:: TEXTAUSSCHNITT

Der tschechische Industrieverband hat drei Prioritäten für die tschechische Präsidentschaft:

  1. Ein resilientes und gleichzeitig offenes Europa: Dafür muss die offene strategische Autonomie der europäischen Industrie, ihre Widerstandsfähigkeit und Diversifizierung vorangetrieben werden. Es braucht eine ehrgeizige EU-Handelspolitik und einen wirksamen Multilateralismus.
  2. Ein resilientes und gleichzeitig nachhaltiges Europa: Wir fordern einen schrittweisen Weg zu einer klimaneutralen EU, der die Auswirkungen auf die Wettbewerbsfähigkeit der Industrie berücksichtigt. Wir sprechen uns für eine weitere Vertiefung des Binnenmarkts aus und fordern mehr Wettbewerbsfähigkeit, Wachstum und Digitalisierung in Europa.
  3. Ein dynamischer europäischer Arbeitsmarkt: Der tschechischen Industrie ist ein integrativer, flexibler und dynamischer Arbeitsmarkt wichtig. Deshalb setzen wir uns für einen vorhersehbaren Rechtsrahmen, die Achtung der Vielfalt und die Verringerung der administrativen Schwierigkeiten auf dem europäischen Arbeitsmarkt ein.

Was ist die wichtigste Erwartung Ihrer Organisation an Deutschland in Bezug auf die EU-Politik?

Europa muss seine Abhängigkeiten verringern und Bezugsquellen diversifizieren. Deshalb ist es für die EU so wichtig, neue Handels- und Investitionsmöglichkeiten für europäische Unternehmen in Drittmärkten zu sichern. Zudem muss die Zusammenarbeit mit gleichgesinnten Partnern wie den USA vertieft werden. In diesem Zusammenhang erwarten wir von Deutschland, dass es eine ehrgeizige EU-Handelspolitik unterstützt und sich für eine Beschleunigung laufender Handelsverhandlungen beispielsweise mit Australien oder Neuseeland sowie eine rasche Ratifizierung bereits ausgehandelter Abkommen einsetzt.

::::
:: DATENSATZ

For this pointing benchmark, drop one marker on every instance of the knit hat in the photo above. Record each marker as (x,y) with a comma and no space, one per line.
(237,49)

::::
:: DATENSATZ

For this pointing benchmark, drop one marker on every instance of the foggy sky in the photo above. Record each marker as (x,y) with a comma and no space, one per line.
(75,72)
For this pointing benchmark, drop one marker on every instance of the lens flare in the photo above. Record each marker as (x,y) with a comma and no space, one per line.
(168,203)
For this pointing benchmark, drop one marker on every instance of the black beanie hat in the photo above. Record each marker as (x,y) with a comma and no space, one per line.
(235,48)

::::
:: DATENSATZ

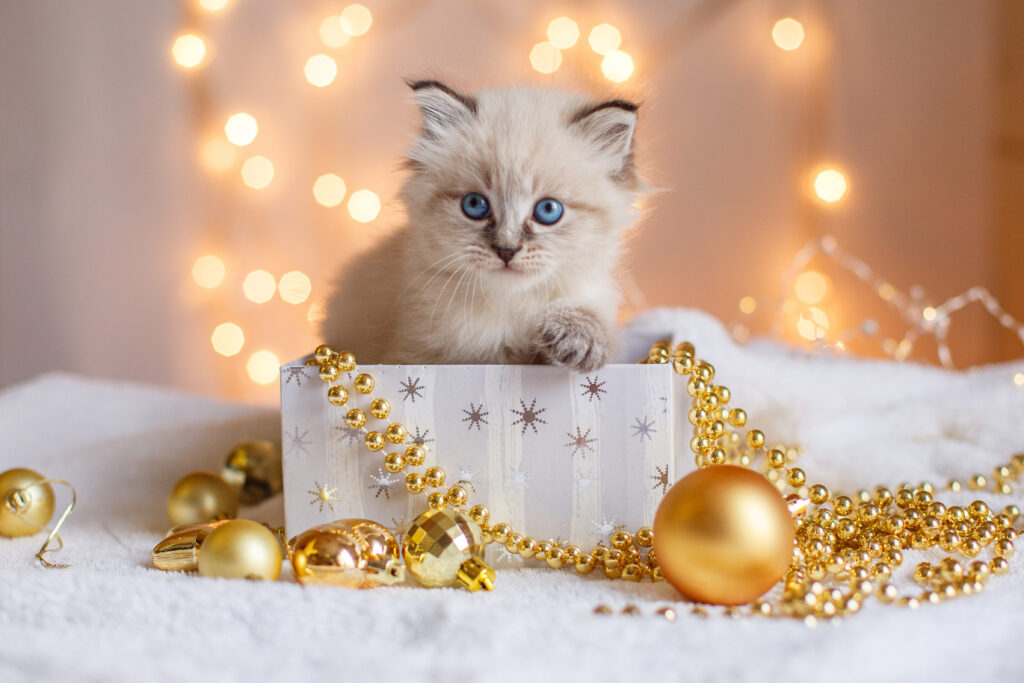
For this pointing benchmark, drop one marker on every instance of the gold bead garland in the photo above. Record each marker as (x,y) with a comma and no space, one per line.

::::

**AUFGABEN:**
[A] Fass den Textausschnitt über den tschechischen Industrieverband in zwei Sätzen zusammen.
[B] Setz den Textausschnitt über den tschechischen Industrieverband nach seinem letzten Satz fort.

**LÖSUNGEN:**
[A] Der tschechische Industrieverband nennt für die tschechische Präsidentschaft drei Prioritäten: ein resilientes und offenes Europa, ein resilientes und nachhaltiges Europa und einen dynamischen europäischen Arbeitsmarkt. Von Deutschland erwartet er, dass es eine ehrgeizige EU-Handelspolitik unterstützt und sich dafür einsetzt, laufende Handelsverhandlungen, etwa mit Australien oder Neuseeland, zu beschleunigen und bereits ausgehandelte Abkommen rasch zu ratifizieren.

[B]
Deutschland ist ein wichtiger Industriestandort. Wir setzen darauf, dass sich die Bundesregierung der Bedeutung einer starken Industrie für Wachstum und Beschäftigung bewusst ist und eine ökologische Transformation unterstützt, die wirtschaftlich und sozial tragfähig ist.

Die Vertiefung des Binnenmarkts und die Beschleunigung der Digitalisierung sind entscheidend für die wirtschaftliche Entwicklung Europas. Wir erwarten, dass sich Deutschland für eine Regulierung der digitalen Wirtschaft einsetzt, die Innovation und digitalen Wandel nicht behindert.

Der russische Einmarsch in der Ukraine führt zu schwerem menschlichen Leid, einer großen Sicherheitskrise und wirtschaftlichem Schaden in Europa. Wie sind die tschechischen Unternehmen von dem Krieg betroffen? Was erwarten die tschechischen Unternehmen von der EU in Bezug auf die EU-Gesetzgebung?

Der Krieg in der Ukraine wirkt sich zunehmend negativ auf die wirtschaftliche Lage der tschechischen Unternehmen aus. Sie sehen sich mit Herausforderungen konfrontiert, die unter anderem mit Unterbrechungen globaler Lieferketten, Personal- und Materialknappheit, hohen Energie- und Rohstoffpreisen, Inflation und Unsicherheiten zusammenhängen. Trotzdem ist die Welle der Solidarität und Hilfsbereitschaft seitens der Unternehmen weiterhin enorm.

Angesichts der aktuellen Krisensituation darf es eine EU-Politik nach dem Motto Business as usual und Rechtsunsicherheit nicht geben. Die EU muss ihre Politiken einem Realitätscheck unterziehen – einschließlich des Fit-for-55-Pakets. Die EU sollte ihre Politik darauf ausrichten, die europäische Wirtschaft zu stärken und wettbewerbsfähiger zu machen. Gleichzeitig sollten alle Initiativen vermieden werden, die den Unternehmen übermäßig hohe Anforderungen auferlegen.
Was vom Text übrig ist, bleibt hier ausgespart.